TO BE DONE ▸
1. According to the opinion piece on Tony Blair's knighthood, which order of chivalry has Blair been made a member of?
2. In the listing, reproduce everything from the line containing "Reviewer note. Check that every instance of the concrete" down to the line containing "<point>281,157</point>", renaming "keypoint" to "marker" and leaving all else unchanged.

GIVEN PASSAGE ▸

▬▬▬▬▬▬▬▬▬▬

Tony Blair's final act as a human wrecking ball could well bring down the British monarchy following the controversial decision by Queen Elizabeth II to award him a knighthood. Not just any old knighthood, you understand; he has been made a member of the Order of the Garter, the country's oldest and most prestigious order of chivalry.
As the world's longest reigning monarch, Queen Elizabeth's many admirers have lavished her with praise for the way she has steered the ship of state for nigh on seventy years by avoiding any embroilment in hot political issues. It wasn't always like this, though. In 1997, the death of Princess Diana exposed fault lines within the monarchy which revealed Britain's royal family to be out of touch with the British people. It was the Queen's then Prime Minister, Tony Blair, and his "peoples' princess speech" which apparently turned public opinion and softened republican murmurs.
Such murmurs are being revived now, though, following her controversial decision to honour the 68-year-old former Middle East envoy in this way. So much so, that "Sir Tony" could well be the undoing of the monarchy. It really is that serious.
Blair's knighthood has also been greeted with bewilderment and outrage around the world, especially in the Middle East where conflict and turmoil continue today as a result of the 2003 war in Iraq which brought untold death, misery, injury and hardship to millions. Blair, of course, hung on the coat tails of US President George W Bush and sold the invasion of Iraq on blatant lies regarding "weapons of mass destruction" in the oil-rich country. Millions of ordinary people are still angry about this. They are also outraged that he continues to go unpunished. Once again, therefore, the monarchy has come under fire for being out of touch with public opinion.
Blair's role in the seemingly never-ending "War on Terror" launched by Bush and him in Afghanistan in 2001 still rankles, while his barren years as a Middle East Envoy caused many to wonder at his lack of achievement. Like those before and since, he is seen as being in Israel's corner, even though he now admits that one of his biggest mistakes was to isolate Hamas after its 2006 election victory in occupied Palestine.
Put Blair's knighthood into the same deservedly terrible PR basket as the Epstein-Maxwell paedophile and sex trafficking scandal in which Queen Elizabeth's favourite son, Prince Andrew, is alleged to have been involved, and it is easy to see that the nonagenarian monarch may have sealed the fate of the dysfunctional British royals once and for all. Buckingham Palace has to be taking this very seriously indeed.

▬▬▬▬▬▬▬▬▬▬

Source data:
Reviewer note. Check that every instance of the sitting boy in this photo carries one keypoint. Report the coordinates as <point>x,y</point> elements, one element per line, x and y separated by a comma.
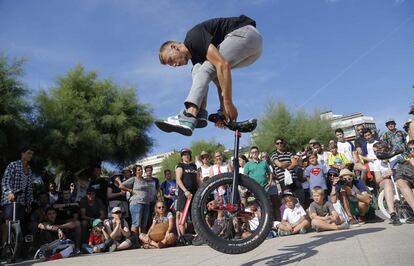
<point>323,214</point>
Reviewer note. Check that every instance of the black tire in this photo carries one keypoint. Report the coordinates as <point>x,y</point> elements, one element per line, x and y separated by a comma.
<point>16,242</point>
<point>226,243</point>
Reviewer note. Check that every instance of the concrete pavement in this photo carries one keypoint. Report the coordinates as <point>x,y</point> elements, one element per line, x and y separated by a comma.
<point>370,244</point>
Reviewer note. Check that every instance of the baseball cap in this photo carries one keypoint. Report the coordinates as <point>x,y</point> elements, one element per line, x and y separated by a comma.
<point>116,209</point>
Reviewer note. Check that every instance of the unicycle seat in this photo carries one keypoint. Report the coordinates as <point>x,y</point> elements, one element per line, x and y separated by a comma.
<point>243,126</point>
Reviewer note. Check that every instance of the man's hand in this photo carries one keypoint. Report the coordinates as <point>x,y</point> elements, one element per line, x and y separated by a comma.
<point>230,111</point>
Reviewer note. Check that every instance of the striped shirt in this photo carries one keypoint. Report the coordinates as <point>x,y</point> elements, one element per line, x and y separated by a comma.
<point>15,179</point>
<point>281,157</point>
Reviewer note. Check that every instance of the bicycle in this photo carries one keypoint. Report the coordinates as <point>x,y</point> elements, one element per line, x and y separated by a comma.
<point>13,245</point>
<point>236,228</point>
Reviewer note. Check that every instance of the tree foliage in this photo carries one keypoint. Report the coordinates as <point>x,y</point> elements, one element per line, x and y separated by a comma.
<point>296,128</point>
<point>84,121</point>
<point>14,108</point>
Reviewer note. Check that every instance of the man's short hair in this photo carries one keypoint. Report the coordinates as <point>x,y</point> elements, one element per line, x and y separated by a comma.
<point>163,47</point>
<point>339,130</point>
<point>318,190</point>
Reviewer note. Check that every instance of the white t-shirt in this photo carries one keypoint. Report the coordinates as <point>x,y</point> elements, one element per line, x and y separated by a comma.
<point>371,154</point>
<point>293,216</point>
<point>346,148</point>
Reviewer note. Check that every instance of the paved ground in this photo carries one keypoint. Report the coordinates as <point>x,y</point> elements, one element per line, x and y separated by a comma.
<point>370,244</point>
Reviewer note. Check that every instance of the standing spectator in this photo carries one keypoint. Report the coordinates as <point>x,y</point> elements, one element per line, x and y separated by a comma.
<point>99,240</point>
<point>168,188</point>
<point>395,138</point>
<point>186,177</point>
<point>90,208</point>
<point>53,194</point>
<point>323,214</point>
<point>219,167</point>
<point>345,147</point>
<point>117,228</point>
<point>259,171</point>
<point>73,192</point>
<point>354,196</point>
<point>370,156</point>
<point>154,192</point>
<point>116,196</point>
<point>68,212</point>
<point>100,184</point>
<point>294,217</point>
<point>160,234</point>
<point>204,169</point>
<point>242,163</point>
<point>315,173</point>
<point>17,177</point>
<point>139,201</point>
<point>335,159</point>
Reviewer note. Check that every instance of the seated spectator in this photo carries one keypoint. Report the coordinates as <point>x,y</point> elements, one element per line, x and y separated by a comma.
<point>168,188</point>
<point>315,173</point>
<point>354,196</point>
<point>99,240</point>
<point>160,234</point>
<point>48,229</point>
<point>69,212</point>
<point>118,230</point>
<point>335,159</point>
<point>405,178</point>
<point>53,194</point>
<point>294,217</point>
<point>90,208</point>
<point>323,214</point>
<point>117,197</point>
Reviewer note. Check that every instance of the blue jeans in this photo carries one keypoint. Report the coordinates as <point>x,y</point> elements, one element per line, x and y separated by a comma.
<point>139,215</point>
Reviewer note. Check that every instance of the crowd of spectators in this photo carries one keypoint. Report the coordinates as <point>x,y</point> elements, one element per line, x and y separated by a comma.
<point>318,189</point>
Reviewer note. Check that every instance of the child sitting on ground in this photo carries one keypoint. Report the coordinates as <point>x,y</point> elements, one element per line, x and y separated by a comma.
<point>99,240</point>
<point>323,214</point>
<point>294,217</point>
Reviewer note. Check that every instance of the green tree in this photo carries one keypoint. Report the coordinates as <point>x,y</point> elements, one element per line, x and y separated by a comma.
<point>296,128</point>
<point>14,109</point>
<point>84,121</point>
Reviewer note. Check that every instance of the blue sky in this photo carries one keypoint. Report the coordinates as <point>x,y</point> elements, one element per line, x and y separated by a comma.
<point>341,55</point>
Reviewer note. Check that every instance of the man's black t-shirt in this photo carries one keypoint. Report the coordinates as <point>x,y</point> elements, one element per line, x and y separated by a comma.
<point>189,177</point>
<point>212,31</point>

▬▬▬▬▬▬▬▬▬▬

TASK-BY-TASK RESULTS ▸
1. The Order of the Garter, described as the country's oldest and most prestigious order of chivalry.

2.
Reviewer note. Check that every instance of the concrete pavement in this photo carries one marker. Report the coordinates as <point>x,y</point> elements, one element per line, x and y separated by a comma.
<point>370,244</point>
Reviewer note. Check that every instance of the baseball cap in this photo carries one marker. Report the coordinates as <point>x,y</point> elements, one element per line, x and y separated by a comma.
<point>116,209</point>
Reviewer note. Check that every instance of the unicycle seat in this photo carries one marker. Report the coordinates as <point>x,y</point> elements, one element per line, x and y separated by a comma.
<point>243,126</point>
Reviewer note. Check that every instance of the man's hand in this photo carries one marker. Report the coordinates as <point>x,y</point> elements, one element per line, x and y separated by a comma.
<point>230,111</point>
Reviewer note. Check that every instance of the striped shirt in this photo carries one marker. Report the coordinates as <point>x,y</point> elements, one element per line, x and y separated by a comma.
<point>15,179</point>
<point>281,157</point>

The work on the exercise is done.